↓↓↓

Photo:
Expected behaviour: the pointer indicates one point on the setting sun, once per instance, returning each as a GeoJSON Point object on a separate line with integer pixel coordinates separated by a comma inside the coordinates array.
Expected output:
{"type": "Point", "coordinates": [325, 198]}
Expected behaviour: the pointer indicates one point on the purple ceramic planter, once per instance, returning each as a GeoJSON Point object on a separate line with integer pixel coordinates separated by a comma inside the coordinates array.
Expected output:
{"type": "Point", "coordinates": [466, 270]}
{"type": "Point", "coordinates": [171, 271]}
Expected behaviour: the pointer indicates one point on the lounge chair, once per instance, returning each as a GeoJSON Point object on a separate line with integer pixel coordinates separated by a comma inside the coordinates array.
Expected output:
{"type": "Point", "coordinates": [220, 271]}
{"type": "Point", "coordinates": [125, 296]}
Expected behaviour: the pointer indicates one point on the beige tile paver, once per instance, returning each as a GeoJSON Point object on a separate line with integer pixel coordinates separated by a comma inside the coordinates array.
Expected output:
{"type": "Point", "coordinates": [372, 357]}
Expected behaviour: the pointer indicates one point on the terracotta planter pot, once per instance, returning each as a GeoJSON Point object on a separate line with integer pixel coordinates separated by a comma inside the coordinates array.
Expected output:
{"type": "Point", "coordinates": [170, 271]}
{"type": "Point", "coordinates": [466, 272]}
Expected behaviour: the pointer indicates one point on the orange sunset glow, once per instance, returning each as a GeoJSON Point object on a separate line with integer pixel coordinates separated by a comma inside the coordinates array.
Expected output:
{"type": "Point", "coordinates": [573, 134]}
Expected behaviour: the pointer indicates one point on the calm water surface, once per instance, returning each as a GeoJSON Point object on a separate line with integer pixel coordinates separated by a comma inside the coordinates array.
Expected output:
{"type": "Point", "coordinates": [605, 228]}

↑↑↑

Directive: Rewrite all the items above, swapping every "pointer" for "marker" and leaving the rest untouched.

Solution:
Photo:
Expected behaviour: the marker indicates one point on the setting sun, once per instance, returning each as a GeoJSON Point object on a separate line with integer pixel coordinates separated by a comma inside the coordinates array.
Expected output:
{"type": "Point", "coordinates": [325, 198]}
Expected behaviour: the marker indicates one point on the purple ceramic planter, once per instance, returning each as a GeoJSON Point object on a separate line with integer pixel coordinates separated by a comma inside the coordinates array.
Expected output:
{"type": "Point", "coordinates": [466, 270]}
{"type": "Point", "coordinates": [171, 271]}
Expected behaviour: the marker indicates one point on the lounge chair, once per instance, returning each as a GeoJSON Point object on a separate line with integer pixel coordinates separated by a comma inside the coordinates array.
Expected output:
{"type": "Point", "coordinates": [220, 271]}
{"type": "Point", "coordinates": [125, 296]}
Expected behaviour: the marker indicates one point on the beige tile paver, once per instance, returning each as a GeoJSON Point object on a separate line with integer pixel coordinates separated by a comma inside the coordinates array.
Expected output:
{"type": "Point", "coordinates": [372, 357]}
Expected behaviour: the marker indicates one point on the terracotta planter pot, once per instance, returning each as a GeoJSON Point object on a separate line with integer pixel coordinates separated by a comma inside the coordinates array.
Expected output:
{"type": "Point", "coordinates": [170, 271]}
{"type": "Point", "coordinates": [466, 272]}
Expected behaviour: the marker indicates one point on the orange sunset glow, once per instance, returning each as a GeoJSON Point object on a separate line with integer pixel coordinates separated by a comma inside the coordinates array.
Expected output:
{"type": "Point", "coordinates": [573, 134]}
Expected behaviour: the marker indicates one point on the calm water surface, once per instance, returning each as a GeoJSON Point object on a separate line with integer pixel coordinates separated by a comma inside the coordinates array.
Expected output:
{"type": "Point", "coordinates": [605, 228]}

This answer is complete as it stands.